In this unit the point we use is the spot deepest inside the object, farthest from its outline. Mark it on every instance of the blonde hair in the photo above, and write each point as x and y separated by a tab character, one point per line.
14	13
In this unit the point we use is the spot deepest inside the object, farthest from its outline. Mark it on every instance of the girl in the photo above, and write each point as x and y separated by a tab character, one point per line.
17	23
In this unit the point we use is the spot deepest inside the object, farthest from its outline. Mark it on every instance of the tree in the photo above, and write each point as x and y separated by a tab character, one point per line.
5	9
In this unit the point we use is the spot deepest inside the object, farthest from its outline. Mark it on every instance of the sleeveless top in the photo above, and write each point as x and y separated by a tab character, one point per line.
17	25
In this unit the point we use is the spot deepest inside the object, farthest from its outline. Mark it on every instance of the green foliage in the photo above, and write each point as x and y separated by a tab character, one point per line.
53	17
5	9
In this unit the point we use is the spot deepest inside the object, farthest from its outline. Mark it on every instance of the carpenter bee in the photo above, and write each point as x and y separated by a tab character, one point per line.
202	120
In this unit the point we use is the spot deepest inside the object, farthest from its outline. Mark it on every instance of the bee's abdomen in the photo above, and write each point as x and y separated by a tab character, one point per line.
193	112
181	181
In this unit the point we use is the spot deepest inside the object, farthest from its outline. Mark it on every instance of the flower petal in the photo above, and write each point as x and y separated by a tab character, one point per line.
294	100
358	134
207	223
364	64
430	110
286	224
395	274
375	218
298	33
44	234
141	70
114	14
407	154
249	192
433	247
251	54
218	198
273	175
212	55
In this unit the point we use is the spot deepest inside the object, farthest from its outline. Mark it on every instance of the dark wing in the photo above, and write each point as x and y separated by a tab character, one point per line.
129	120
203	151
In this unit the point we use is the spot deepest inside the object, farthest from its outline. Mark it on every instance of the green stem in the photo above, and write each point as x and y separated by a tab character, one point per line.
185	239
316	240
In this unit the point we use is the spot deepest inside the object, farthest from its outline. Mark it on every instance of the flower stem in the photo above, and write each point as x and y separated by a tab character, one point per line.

━━━━━━━━━━━━━━━━━━━━━━━━━━━━━━

What to work on
Nothing in the records may be left out; transcribe all of them exactly.

The answer
In this unit the point we use is the spot deepest inside the object, farthest from its outline. Mark it on every instance of the blonde hair in the photo above, and write each point as x and y separated by a tab character, one point per line.
14	13
In this unit the point we use is the spot deepest inside the object, farthest from its outline. Mark it on every instance of the girl in the photo above, and write each point as x and y separated by a tab character, one point per line.
17	23
In this unit the point we use is the spot deepest inside the object, farthest from its outline. Mark it on every instance of the tree in the photo above, and write each point as x and y separated by a tab character, one point per line.
5	9
In this unit the point we use is the spot deepest inside the object, farthest from its outline. Mark it on every instance of the sleeveless top in the photo above, and write each point as x and y separated by a tab character, one point per line.
17	25
In this unit the point we use is the spot deepest inside the object, farthest from its outline. Mark it on every instance of the green foliage in the photo above, and write each point as x and y separated by a tab character, one point per line.
53	17
5	9
In this unit the point we use is the spot deepest inside the object, farthest from its outline. Mark it on every instance of the carpenter bee in the photo above, and write each point as x and y separated by a tab character, one point per line.
202	120
In this unit the point we use is the spot deepest inside the object, farthest from its outline. Mark it on every instance of the bee's abdomen in the photo above, and write each point as x and y separated by a tab character, one point per line.
193	112
181	181
In this unit the point we use is the spot deepest inside the object, farthest from its outline. Mark it on every instance of the flower petal in the photo above, and write each point as x and y separated by a tab character, one point per line.
294	100
358	134
207	223
364	64
430	110
286	224
395	274
375	218
298	33
44	234
141	70
114	14
407	154
249	192
433	247
251	54
218	198
273	175
212	55
In this unit the point we use is the spot deepest inside the object, farthest from its outline. Mark it on every instance of the dark wing in the photo above, and write each point as x and y separated by a tab character, one point per line.
129	120
203	151
In this unit the point we use is the spot deepest inside the object, farthest from its outline. Mark it on every instance of the green stem in the photo above, and write each point as x and y separated by a tab character, one point per line.
185	239
316	240
In this unit the point we use is the spot deepest inside the object, farthest from its outline. Mark it on every instance of the flower stem in the photo above, and write each point as x and y separated by a tab character, one point per line.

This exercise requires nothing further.